**Work task:** Provide the entries once more, identical in every word.
[Start of section]
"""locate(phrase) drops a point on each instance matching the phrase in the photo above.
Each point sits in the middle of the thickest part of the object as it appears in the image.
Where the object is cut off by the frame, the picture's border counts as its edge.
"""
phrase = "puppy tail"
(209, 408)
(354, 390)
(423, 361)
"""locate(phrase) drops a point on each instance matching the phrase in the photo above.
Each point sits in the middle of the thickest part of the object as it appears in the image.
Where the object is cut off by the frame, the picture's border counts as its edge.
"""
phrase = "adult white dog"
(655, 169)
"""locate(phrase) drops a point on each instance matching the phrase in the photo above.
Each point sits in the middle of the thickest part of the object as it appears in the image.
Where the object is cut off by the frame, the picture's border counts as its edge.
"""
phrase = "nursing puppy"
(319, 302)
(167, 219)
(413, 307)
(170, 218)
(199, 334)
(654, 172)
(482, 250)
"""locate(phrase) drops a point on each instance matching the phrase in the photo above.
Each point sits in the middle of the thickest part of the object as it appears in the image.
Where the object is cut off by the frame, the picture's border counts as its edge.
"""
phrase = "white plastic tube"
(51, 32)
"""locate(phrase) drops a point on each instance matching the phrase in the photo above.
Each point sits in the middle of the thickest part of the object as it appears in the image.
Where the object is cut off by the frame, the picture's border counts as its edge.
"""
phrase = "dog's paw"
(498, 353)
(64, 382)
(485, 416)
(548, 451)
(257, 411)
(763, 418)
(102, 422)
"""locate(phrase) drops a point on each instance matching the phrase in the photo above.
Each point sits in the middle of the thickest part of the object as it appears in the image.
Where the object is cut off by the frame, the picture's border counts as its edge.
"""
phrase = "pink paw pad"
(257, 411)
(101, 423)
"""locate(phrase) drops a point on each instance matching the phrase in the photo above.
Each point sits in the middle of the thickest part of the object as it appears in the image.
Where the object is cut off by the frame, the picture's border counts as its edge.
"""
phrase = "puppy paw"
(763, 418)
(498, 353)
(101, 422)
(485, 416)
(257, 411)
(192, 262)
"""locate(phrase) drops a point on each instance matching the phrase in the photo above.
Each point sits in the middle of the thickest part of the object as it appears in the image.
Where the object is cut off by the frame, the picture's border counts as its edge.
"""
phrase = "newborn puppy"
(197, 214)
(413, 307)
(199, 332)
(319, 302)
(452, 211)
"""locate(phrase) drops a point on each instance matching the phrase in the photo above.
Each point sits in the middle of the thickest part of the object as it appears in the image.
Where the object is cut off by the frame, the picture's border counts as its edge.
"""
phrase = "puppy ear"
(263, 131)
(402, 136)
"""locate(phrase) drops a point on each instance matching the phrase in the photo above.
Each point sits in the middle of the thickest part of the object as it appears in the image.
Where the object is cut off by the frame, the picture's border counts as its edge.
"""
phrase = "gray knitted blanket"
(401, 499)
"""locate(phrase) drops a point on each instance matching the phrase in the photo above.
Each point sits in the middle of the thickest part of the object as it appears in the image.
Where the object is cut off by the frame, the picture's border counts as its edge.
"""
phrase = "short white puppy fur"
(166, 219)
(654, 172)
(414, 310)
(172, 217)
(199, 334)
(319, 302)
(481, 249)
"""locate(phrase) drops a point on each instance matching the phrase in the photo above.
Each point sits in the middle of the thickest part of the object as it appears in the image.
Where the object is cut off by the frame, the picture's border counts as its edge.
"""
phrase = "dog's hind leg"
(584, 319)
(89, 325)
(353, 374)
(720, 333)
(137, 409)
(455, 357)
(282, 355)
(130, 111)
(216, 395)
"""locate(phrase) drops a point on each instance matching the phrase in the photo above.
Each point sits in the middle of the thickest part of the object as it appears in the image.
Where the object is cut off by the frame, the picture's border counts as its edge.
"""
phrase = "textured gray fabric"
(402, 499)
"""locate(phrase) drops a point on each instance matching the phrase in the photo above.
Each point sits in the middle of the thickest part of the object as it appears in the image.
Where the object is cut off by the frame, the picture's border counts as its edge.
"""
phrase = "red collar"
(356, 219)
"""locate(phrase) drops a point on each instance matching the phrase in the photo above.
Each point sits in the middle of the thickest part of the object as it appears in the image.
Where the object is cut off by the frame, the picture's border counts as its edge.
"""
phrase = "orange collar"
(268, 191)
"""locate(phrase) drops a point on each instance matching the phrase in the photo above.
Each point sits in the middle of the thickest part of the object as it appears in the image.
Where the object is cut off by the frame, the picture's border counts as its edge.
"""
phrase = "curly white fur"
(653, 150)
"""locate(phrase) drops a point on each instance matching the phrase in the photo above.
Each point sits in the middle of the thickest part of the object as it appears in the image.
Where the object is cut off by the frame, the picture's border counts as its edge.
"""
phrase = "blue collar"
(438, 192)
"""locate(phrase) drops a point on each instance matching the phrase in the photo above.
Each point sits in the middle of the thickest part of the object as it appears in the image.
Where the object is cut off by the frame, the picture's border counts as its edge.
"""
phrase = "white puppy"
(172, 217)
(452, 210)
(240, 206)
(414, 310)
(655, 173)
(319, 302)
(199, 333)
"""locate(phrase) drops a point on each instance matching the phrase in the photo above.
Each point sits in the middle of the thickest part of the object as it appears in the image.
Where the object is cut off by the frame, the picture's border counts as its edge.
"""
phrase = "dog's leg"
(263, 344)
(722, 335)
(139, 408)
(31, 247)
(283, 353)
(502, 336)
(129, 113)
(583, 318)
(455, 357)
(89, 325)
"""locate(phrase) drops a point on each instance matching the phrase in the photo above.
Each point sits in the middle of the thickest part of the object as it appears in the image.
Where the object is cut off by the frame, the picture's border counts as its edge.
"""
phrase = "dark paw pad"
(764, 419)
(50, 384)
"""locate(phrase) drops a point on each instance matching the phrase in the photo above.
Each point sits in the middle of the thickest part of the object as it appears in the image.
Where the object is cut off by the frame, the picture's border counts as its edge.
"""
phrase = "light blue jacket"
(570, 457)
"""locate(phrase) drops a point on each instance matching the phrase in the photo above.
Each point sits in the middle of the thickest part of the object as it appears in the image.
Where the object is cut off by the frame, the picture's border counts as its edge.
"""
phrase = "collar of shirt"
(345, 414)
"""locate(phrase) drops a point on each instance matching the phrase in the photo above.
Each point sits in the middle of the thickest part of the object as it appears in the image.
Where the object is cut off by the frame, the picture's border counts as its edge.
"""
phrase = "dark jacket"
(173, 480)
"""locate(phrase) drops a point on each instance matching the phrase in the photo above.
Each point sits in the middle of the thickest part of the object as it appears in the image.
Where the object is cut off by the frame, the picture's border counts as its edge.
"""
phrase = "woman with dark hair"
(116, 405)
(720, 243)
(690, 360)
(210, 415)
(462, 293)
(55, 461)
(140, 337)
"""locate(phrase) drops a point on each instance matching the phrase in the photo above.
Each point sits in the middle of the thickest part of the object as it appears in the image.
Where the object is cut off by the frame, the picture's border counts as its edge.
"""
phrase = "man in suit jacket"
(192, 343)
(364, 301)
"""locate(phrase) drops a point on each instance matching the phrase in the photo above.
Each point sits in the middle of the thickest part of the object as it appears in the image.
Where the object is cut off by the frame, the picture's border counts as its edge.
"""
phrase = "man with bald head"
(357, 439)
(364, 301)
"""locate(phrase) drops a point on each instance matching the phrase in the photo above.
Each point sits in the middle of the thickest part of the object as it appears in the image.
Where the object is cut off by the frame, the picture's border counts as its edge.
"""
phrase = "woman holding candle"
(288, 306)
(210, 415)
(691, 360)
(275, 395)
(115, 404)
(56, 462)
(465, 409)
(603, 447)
[End of section]
**Exercise solution:**
"""locate(phrase) drops a point on each instance matching the phrase in the photo above.
Each point sits in the middle of the thickest part of the object as it appears in the image.
Where the object is cut off by the frame, the picture's border counts as its edge.
"""
phrase = "puppy tail"
(209, 408)
(354, 390)
(423, 361)
"""locate(phrase) drops a point on each instance matching the phrase in the photo above.
Each point sits in the middle of the thickest part of the object as it appears in the image.
Where the object is cut off by the frame, the picture's border counts as its edge.
"""
phrase = "adult white dog"
(655, 169)
"""locate(phrase) drops a point on each instance matching the phrase in the photo above.
Each point sits in the middle of the thickest part of the object as it appears in the image.
Where the object is cut off by the frame, the picture's border counts as its edge.
"""
phrase = "nursing puppy"
(319, 302)
(167, 219)
(413, 307)
(170, 218)
(199, 334)
(654, 172)
(482, 250)
"""locate(phrase) drops a point on each instance matching the phrase in the photo above.
Each point sits in the middle of the thickest part of the object as it appears in the image.
Where the object is cut off by the frame, the picture's border counts as its edge.
"""
phrase = "white plastic tube"
(51, 32)
"""locate(phrase) drops a point on each instance matching the phrase in the photo above.
Each point sits in the middle of the thickest part of the object as it appears in the image.
Where the object is cut off by the frame, the picture's border counts as its edge.
"""
phrase = "dog's paw"
(498, 353)
(64, 382)
(485, 416)
(548, 451)
(257, 411)
(763, 418)
(102, 422)
"""locate(phrase) drops a point on each instance matching the phrase in the photo above.
Each point sits in the middle of the thickest part of the object as it appears in the image.
Where the object is cut off by the frame, the picture's border counts as its edge.
"""
phrase = "pink paw pad"
(257, 411)
(101, 423)
"""locate(phrase) drops a point on each instance matching the phrase in the photo above.
Each point sits in the middle of the thickest part of the object as it appears in the image.
Where the object is cut off by the frame, the picture's border counts as its edge.
"""
phrase = "puppy paw"
(763, 418)
(498, 353)
(101, 422)
(485, 416)
(257, 411)
(192, 262)
"""locate(phrase) drops a point on each instance matching the phrase in the photo above.
Each point sits in the middle of the thickest part of the object as it appears in the image.
Where the object is cut off by the frame, the picture's border counts as its edge.
"""
phrase = "newborn puppy"
(197, 214)
(413, 307)
(199, 332)
(319, 302)
(452, 211)
"""locate(phrase) drops a point on each instance matching the phrase in the photo above.
Each point sits in the middle of the thickest part of the object as it appears in the image.
Where the object is cut off by the frame, the picture's border counts as its edge.
"""
phrase = "puppy ear"
(263, 131)
(402, 136)
"""locate(phrase) drops a point on each instance matching the phrase in the photo above.
Each point sits in the middle of the thickest part of the object as it appears in the image.
Where the object is cut off by the frame, the picture's border counts as its edge.
"""
phrase = "gray knitted blanket"
(401, 499)
"""locate(phrase) drops a point on each instance matching the phrase in the photo above.
Each point sits in the middle of the thickest part of the object as it appears in the image.
Where the object is cut off by the frame, the picture's border counts as its edge.
"""
phrase = "short white puppy fur"
(166, 219)
(654, 172)
(414, 310)
(172, 217)
(199, 334)
(319, 302)
(481, 249)
"""locate(phrase) drops a point on each instance matching the phrase in the photo above.
Each point sits in the middle of the thickest part of the object as it appears in the image.
Where the object is cut off by the frame, the picture's border counts as its edge.
"""
phrase = "dog's hind leg"
(584, 319)
(89, 325)
(353, 374)
(720, 333)
(137, 409)
(455, 357)
(282, 355)
(130, 111)
(216, 395)
"""locate(phrase) drops a point on each instance matching the phrase in the photo above.
Each point sits in the middle of the thickest part of the object as it appears in the image.
Where the object is cut off by the frame, the picture's border counts as its edge.
"""
phrase = "textured gray fabric"
(402, 499)
"""locate(phrase) drops a point on each instance matching the phrase in the photo above.
Each point sits in the middle of the thickest part of the object as it appears in the image.
Where the object is cut off by the frame, the picture's border counts as its edge.
"""
phrase = "red collar"
(356, 219)
"""locate(phrase) drops a point on each instance matching the phrase in the photo above.
Each point sits in the middle of the thickest part of the object as it appears in the image.
Where the object is cut off by the frame, the picture's border counts as its edge.
"""
phrase = "orange collar"
(268, 191)
"""locate(phrase) drops a point on each instance matching the phrase in the photo above.
Each point sits in the middle of the thickest part of the object as it appears in the image.
Where the object is cut off by the frame, the picture's border counts as its edge.
"""
phrase = "curly white fur"
(653, 150)
"""locate(phrase) drops a point on each instance matching the phrase in the photo above.
Each point sits in the middle of the thickest part of the object as it appears in the image.
Where the object is cut off by the frame, the picture's border counts as its edge.
"""
phrase = "blue collar"
(438, 192)
"""locate(phrase) drops a point on each instance matching the phrase in the photo above.
Each point sits in the middle of the thickest part of the object as it appears in the image.
Where the object is cut off by the frame, the picture's border counts as its edge.
"""
phrase = "white puppy"
(172, 217)
(452, 210)
(240, 206)
(414, 310)
(655, 173)
(319, 302)
(199, 333)
"""locate(phrase) drops a point on each instance matching the phrase in the photo above.
Each point sits in the middle of the thickest part of the object as it appears in the image.
Where the object is cut off by the frame, the picture's border counts as its edge.
"""
phrase = "dog's leg"
(263, 344)
(722, 335)
(139, 408)
(31, 247)
(283, 353)
(502, 336)
(129, 113)
(583, 318)
(455, 357)
(89, 325)
"""locate(phrase) drops a point on each instance matching the phrase in the photo above.
Each point sits in the middle of the thickest part of the object as it appears in the image.
Where the object is cut off by the frame, the picture's border counts as its edge.
"""
phrase = "dark paw pad"
(764, 419)
(50, 384)
"""locate(phrase) drops a point on each instance matching the phrase in the photo above.
Each point sits in the middle of the thickest part of the object as it appears in the image.
Where the object is cut off by the frame, the picture's border counts as its edge.
"""
phrase = "light blue jacket"
(570, 457)
"""locate(phrase) drops a point on each instance matching the phrase in the photo above.
Each point sits in the middle of the thickest part of the object as it appears in the image.
Where the object is cut off by the frame, the picture's border counts as its edge.
"""
phrase = "collar of shirt"
(345, 414)
"""locate(phrase) drops a point on each instance matching the phrase in the photo above.
Each point sits in the middle of the thickest part of the object as it appears in the image.
Where the object is cut off by the frame, the picture's border counts as its edge.
"""
phrase = "dark jacket"
(173, 480)
"""locate(phrase) drops a point on each instance matching the phrase in the photo above.
Each point sits in the middle of the thickest part of the object as it appears in the image.
Where the object is cut off by the frame, the picture's border counts as its edge.
"""
phrase = "woman with dark hair"
(116, 405)
(720, 243)
(690, 360)
(210, 415)
(462, 293)
(55, 461)
(140, 337)
"""locate(phrase) drops a point on each instance matching the phrase in the photo above.
Each point sits in the middle of the thickest part of the object as it appears in the image.
Where the object is cut off by the frame, the picture's border counts as its edge.
"""
phrase = "man in suit jacket"
(192, 343)
(364, 301)
"""locate(phrase) drops a point on each instance matching the phrase in the photo above.
Each point sits in the middle of the thickest part of the object as it appears in the image.
Where the object is cut off by the frame, the picture's border counts as its edge.
"""
phrase = "man with bald head"
(357, 439)
(364, 301)
"""locate(phrase) drops a point on each instance matching the phrase in the photo above.
Each point sits in the middle of the thickest part of the object as it appears in the image.
Where the object is cut off by the frame, the picture's border counts as its edge.
"""
phrase = "woman holding candle"
(288, 306)
(210, 415)
(691, 360)
(275, 395)
(115, 404)
(56, 462)
(465, 409)
(603, 447)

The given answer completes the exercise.